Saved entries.
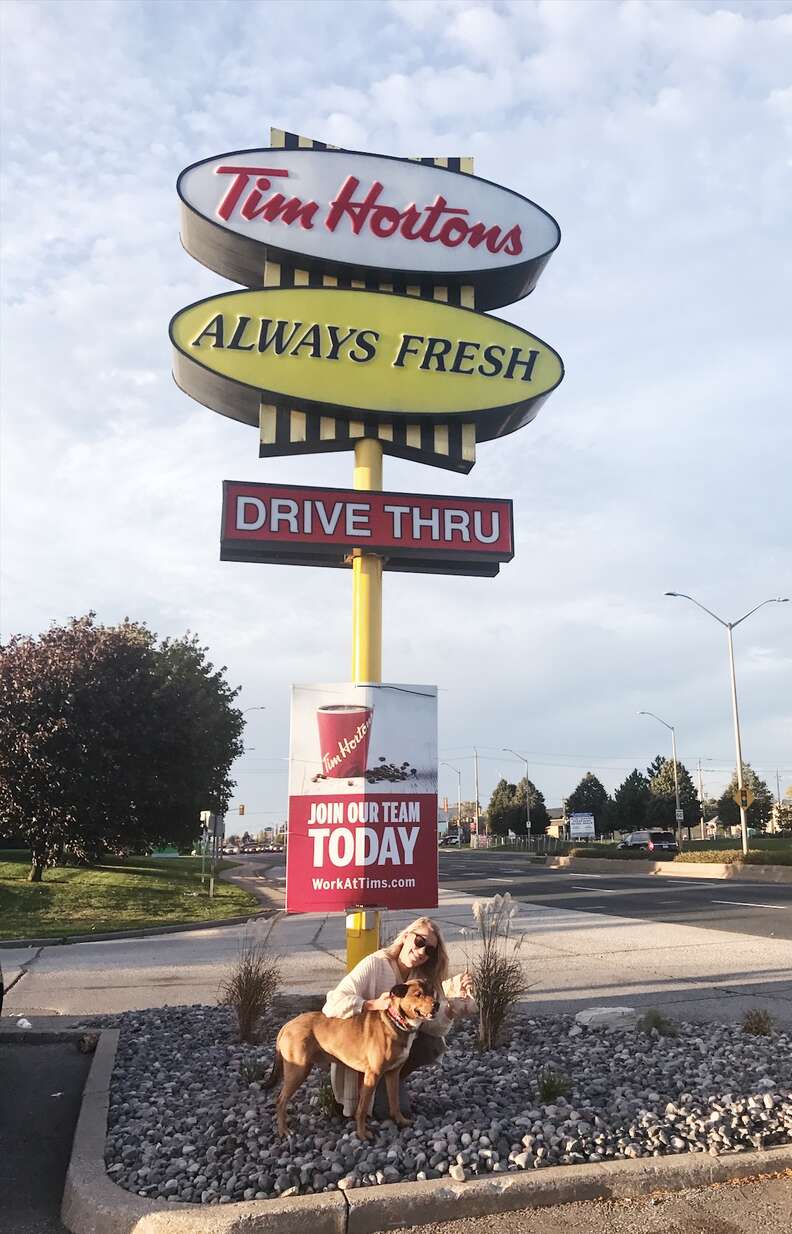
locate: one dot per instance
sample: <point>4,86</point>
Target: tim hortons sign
<point>292,525</point>
<point>360,354</point>
<point>363,216</point>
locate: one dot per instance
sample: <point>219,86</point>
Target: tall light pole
<point>729,626</point>
<point>677,812</point>
<point>458,792</point>
<point>523,759</point>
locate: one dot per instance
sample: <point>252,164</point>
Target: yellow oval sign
<point>363,354</point>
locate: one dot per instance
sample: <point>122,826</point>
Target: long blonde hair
<point>436,968</point>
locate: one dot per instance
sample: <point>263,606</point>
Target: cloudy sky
<point>658,133</point>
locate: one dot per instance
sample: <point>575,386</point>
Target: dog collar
<point>406,1027</point>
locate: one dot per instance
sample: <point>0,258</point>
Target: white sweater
<point>369,979</point>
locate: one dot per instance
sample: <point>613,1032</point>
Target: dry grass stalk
<point>497,973</point>
<point>253,981</point>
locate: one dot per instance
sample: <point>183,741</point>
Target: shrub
<point>728,857</point>
<point>553,1085</point>
<point>654,1019</point>
<point>252,982</point>
<point>497,974</point>
<point>758,1023</point>
<point>325,1098</point>
<point>611,850</point>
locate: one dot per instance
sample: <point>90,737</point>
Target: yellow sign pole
<point>363,928</point>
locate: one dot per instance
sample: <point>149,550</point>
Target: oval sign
<point>355,215</point>
<point>360,354</point>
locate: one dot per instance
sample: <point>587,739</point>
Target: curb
<point>726,871</point>
<point>94,1205</point>
<point>146,932</point>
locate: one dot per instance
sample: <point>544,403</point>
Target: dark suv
<point>651,842</point>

Prompt.
With the pictures removed, return the data above word for word.

Exercise answer.
locate: one dot per instance
sample: <point>4,86</point>
Target: tim hortons sign
<point>292,525</point>
<point>360,354</point>
<point>363,216</point>
locate: one dot per instance
sample: <point>219,86</point>
Target: tall light pole
<point>729,626</point>
<point>677,812</point>
<point>458,792</point>
<point>523,759</point>
locate: one dot per instance
sample: <point>252,164</point>
Target: yellow oval sign
<point>363,354</point>
locate: one dot per instance
sample: <point>122,826</point>
Target: long blonde hair
<point>436,968</point>
locate: one dot per instance
sample: <point>263,606</point>
Target: cloudy sky
<point>658,133</point>
locate: one dot per instance
sample: <point>575,386</point>
Target: dog collar
<point>406,1027</point>
locate: one dot per instance
sample: <point>0,258</point>
Target: white sweater
<point>369,979</point>
locate: one dot per instance
sample: <point>613,1032</point>
Target: dry grass stalk
<point>497,973</point>
<point>253,981</point>
locate: one dot per instance
sample: <point>183,741</point>
Target: shrub
<point>728,857</point>
<point>553,1085</point>
<point>654,1019</point>
<point>252,982</point>
<point>497,974</point>
<point>758,1023</point>
<point>325,1098</point>
<point>611,850</point>
locate: one dot per instance
sample: <point>90,737</point>
Target: yellow sign pole
<point>363,928</point>
locate: one dot per instance
sample: <point>149,550</point>
Target: oval sign
<point>355,215</point>
<point>360,354</point>
locate: one dot per instance
sample: <point>587,739</point>
Target: curb
<point>726,871</point>
<point>94,1205</point>
<point>146,932</point>
locate: one dot per instance
sample: <point>544,403</point>
Target: dark suv
<point>651,842</point>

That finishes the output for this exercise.